- [PROBLEM TO WORK ON]: Using the records below, locate all lines containing "negative" and return them.

(Collected data entries)
┌────────

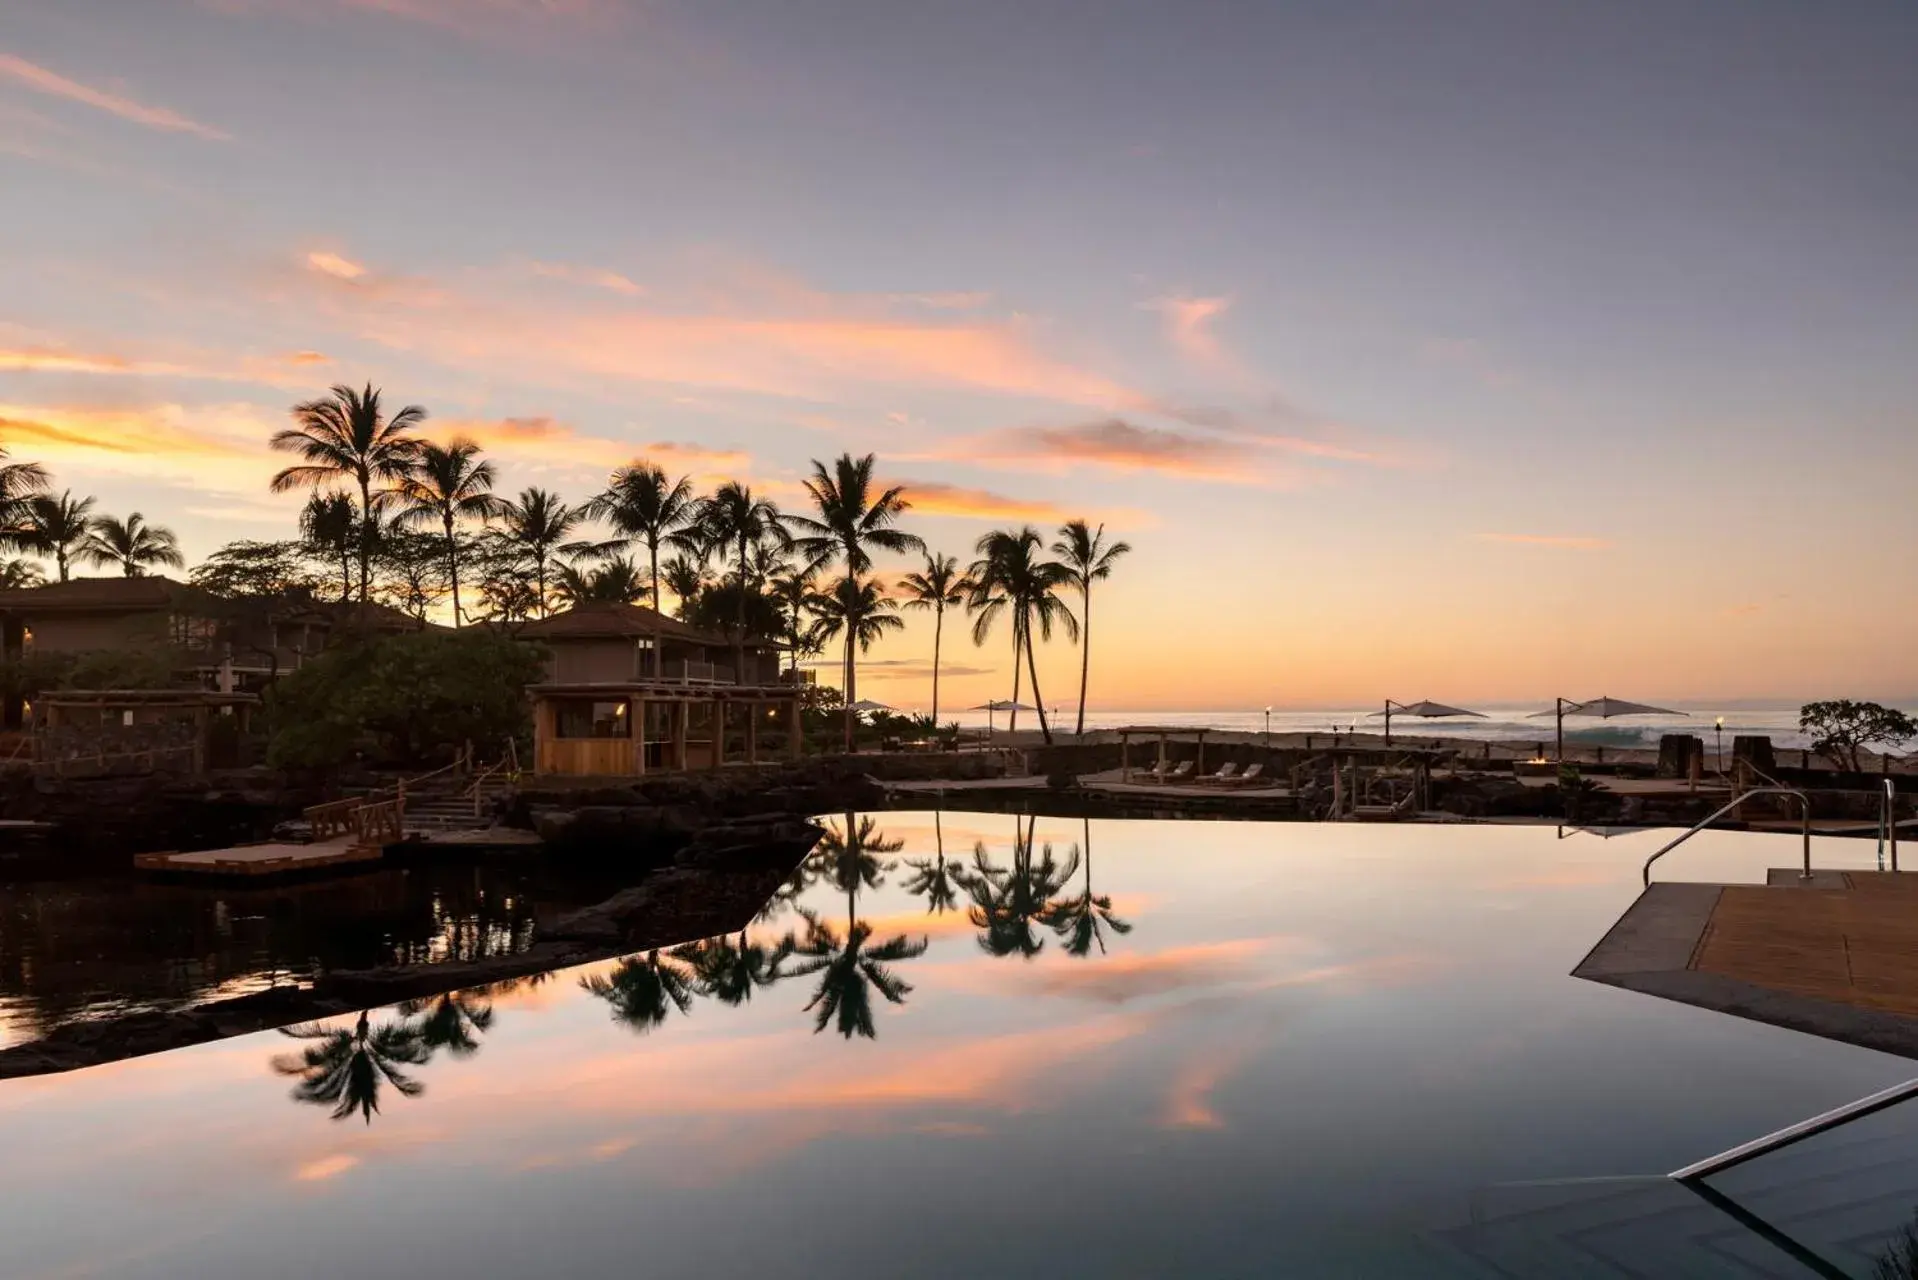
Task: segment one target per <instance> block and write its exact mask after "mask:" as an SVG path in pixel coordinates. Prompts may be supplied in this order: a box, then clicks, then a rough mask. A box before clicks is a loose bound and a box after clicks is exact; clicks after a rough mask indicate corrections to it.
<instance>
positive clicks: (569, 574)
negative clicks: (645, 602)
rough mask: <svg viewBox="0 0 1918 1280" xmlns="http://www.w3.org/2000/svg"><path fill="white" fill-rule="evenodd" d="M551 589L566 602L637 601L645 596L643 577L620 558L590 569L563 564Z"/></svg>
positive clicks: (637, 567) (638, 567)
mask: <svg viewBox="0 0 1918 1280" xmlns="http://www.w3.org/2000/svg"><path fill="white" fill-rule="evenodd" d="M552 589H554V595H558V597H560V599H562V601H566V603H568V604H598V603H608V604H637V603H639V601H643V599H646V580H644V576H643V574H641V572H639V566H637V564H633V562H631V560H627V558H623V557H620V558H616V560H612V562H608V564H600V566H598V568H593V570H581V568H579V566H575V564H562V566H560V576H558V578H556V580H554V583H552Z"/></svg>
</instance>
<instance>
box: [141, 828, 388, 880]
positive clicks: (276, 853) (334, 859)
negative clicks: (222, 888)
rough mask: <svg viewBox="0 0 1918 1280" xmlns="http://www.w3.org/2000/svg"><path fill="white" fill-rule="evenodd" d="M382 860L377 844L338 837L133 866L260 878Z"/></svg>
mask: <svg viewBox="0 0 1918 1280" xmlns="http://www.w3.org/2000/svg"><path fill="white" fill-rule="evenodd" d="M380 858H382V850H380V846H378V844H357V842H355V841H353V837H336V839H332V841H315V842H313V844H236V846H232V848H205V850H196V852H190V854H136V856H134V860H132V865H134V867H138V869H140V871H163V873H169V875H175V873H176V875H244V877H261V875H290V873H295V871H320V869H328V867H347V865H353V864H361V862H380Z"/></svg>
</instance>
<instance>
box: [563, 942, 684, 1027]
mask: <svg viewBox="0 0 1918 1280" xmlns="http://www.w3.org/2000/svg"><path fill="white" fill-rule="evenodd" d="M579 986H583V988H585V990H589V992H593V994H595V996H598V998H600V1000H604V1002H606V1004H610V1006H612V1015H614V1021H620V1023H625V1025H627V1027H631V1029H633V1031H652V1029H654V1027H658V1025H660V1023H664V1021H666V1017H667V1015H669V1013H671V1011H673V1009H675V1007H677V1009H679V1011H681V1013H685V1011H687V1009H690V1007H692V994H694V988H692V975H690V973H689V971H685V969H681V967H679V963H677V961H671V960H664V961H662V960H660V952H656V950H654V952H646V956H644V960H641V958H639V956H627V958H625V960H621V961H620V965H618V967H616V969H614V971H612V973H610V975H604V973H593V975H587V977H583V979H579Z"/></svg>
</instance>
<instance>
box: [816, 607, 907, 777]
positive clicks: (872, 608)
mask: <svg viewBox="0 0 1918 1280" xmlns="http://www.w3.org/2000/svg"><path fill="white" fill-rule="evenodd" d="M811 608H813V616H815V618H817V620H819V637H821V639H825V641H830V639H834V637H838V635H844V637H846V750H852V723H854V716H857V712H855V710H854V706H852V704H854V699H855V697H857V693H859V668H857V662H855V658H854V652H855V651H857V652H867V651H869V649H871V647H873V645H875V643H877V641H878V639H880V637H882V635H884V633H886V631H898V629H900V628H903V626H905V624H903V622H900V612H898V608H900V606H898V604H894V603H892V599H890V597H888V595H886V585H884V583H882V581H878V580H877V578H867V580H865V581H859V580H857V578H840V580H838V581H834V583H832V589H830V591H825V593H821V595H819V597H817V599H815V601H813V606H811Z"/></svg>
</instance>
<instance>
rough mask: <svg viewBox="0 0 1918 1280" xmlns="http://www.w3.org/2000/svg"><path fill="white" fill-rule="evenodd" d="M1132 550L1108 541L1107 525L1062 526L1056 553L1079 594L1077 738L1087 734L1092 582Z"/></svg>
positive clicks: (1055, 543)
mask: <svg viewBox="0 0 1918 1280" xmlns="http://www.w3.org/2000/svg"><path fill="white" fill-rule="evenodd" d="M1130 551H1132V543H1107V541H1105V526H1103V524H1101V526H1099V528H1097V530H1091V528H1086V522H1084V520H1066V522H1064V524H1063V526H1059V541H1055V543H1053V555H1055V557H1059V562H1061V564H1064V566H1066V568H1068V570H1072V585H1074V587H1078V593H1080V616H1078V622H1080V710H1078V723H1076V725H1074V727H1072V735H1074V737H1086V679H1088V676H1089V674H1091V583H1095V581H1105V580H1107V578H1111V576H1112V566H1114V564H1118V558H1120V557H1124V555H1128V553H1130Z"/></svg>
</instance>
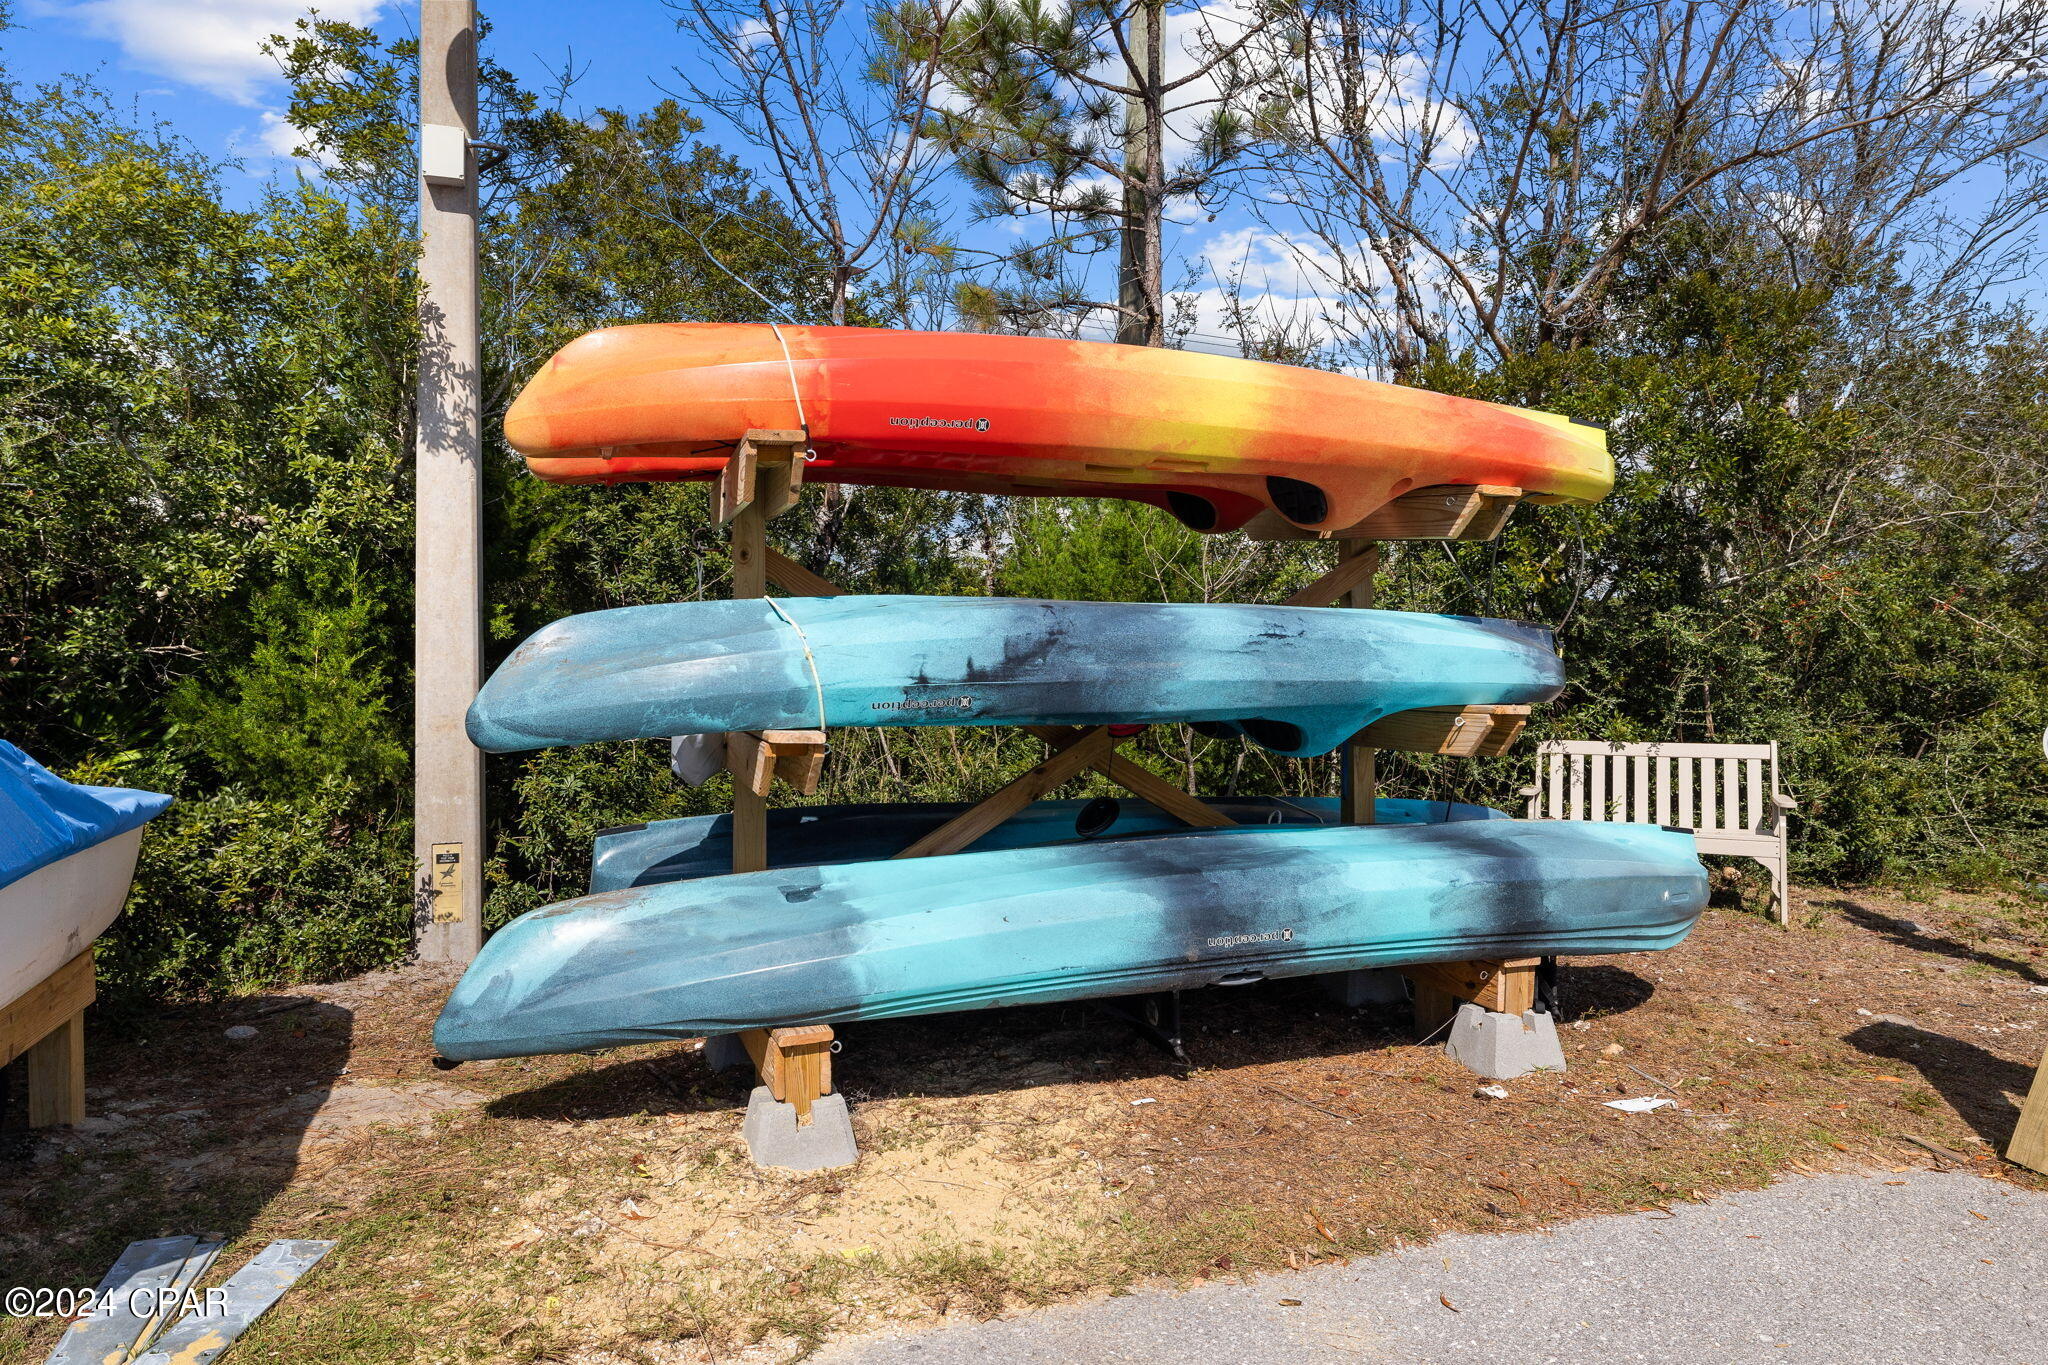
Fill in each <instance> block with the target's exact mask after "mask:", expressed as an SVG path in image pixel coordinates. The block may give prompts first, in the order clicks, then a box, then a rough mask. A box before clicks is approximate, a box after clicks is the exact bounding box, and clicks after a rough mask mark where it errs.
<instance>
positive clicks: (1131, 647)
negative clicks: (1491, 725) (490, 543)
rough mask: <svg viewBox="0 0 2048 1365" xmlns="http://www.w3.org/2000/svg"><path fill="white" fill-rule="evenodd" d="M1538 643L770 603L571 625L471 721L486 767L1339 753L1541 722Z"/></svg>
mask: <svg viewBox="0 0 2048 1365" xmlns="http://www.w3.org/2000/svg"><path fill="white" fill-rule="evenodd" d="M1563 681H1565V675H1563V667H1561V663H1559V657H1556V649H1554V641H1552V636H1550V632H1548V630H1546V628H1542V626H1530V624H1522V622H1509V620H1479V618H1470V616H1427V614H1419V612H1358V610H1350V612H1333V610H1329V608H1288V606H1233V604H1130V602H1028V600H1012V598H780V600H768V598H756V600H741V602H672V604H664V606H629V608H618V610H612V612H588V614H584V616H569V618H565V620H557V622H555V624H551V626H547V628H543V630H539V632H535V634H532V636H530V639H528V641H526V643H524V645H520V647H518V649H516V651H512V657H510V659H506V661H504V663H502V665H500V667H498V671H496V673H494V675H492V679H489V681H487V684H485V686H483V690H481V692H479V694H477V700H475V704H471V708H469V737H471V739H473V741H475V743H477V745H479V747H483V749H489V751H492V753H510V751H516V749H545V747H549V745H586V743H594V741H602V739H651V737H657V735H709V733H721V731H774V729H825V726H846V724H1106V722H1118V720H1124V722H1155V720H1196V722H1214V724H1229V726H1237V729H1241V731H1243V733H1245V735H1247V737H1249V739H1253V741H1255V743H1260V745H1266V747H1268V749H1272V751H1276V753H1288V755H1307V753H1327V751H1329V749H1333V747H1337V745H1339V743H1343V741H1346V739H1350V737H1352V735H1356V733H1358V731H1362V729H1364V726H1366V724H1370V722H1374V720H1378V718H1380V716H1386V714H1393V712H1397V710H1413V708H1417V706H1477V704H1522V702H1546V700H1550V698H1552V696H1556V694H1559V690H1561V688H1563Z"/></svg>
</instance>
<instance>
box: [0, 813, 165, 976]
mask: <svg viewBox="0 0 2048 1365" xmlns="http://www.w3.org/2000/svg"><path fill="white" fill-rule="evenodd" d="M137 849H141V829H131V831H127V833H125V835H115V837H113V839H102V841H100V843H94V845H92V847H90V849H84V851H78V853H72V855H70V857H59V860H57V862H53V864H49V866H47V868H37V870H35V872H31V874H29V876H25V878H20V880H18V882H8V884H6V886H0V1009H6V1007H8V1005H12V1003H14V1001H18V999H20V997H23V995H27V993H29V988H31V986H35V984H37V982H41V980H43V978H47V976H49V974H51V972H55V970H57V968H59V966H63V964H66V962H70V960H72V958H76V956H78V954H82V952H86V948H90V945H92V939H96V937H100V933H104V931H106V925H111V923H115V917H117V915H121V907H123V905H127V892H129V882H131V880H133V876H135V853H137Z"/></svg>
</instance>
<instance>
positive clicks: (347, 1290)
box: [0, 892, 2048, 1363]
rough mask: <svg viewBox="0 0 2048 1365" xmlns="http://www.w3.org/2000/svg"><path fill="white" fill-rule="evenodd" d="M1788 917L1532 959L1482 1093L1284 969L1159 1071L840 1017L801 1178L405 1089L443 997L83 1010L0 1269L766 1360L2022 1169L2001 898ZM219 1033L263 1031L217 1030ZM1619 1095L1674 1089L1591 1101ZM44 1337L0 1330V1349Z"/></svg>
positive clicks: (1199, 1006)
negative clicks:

└────────

- [EXERCISE RESULT]:
negative clicks: (645, 602)
negative clicks: (222, 888)
negative clicks: (1491, 725) (490, 543)
negative clicks:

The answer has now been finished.